● **Goal of the exercise**
Present the lines of the records below as a Markdown table with the columns n and Line, starting at the line that contains "Locate every side" and ending at the line that contains "323 173 399 221". Number the rows in order, leave out blank lines, and include no other lines.

————

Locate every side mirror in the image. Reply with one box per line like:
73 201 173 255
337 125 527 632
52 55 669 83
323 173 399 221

————

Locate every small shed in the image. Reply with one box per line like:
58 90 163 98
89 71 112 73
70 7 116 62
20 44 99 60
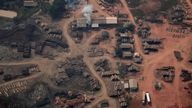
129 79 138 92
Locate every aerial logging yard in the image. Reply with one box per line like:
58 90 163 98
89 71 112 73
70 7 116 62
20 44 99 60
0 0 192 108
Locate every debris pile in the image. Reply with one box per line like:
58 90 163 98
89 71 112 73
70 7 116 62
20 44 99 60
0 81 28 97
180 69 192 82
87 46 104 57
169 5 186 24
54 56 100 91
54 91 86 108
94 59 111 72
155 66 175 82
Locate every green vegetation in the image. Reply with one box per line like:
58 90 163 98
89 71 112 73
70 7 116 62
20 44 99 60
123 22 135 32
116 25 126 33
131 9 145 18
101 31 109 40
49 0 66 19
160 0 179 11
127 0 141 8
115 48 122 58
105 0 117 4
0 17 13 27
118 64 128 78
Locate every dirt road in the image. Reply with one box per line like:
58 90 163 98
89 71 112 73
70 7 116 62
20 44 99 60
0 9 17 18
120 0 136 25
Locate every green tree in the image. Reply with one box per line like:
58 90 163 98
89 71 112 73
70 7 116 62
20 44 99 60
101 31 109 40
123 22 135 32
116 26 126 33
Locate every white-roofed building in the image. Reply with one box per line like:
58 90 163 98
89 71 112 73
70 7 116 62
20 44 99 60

————

● **Response**
| n | Line |
|---|---|
| 1 | Locate every side mirror in the image. Reply with one box per line like: |
| 2 | 73 201 173 255 |
| 3 | 337 125 527 632 |
| 4 | 52 55 669 83 |
| 5 | 323 173 399 221 |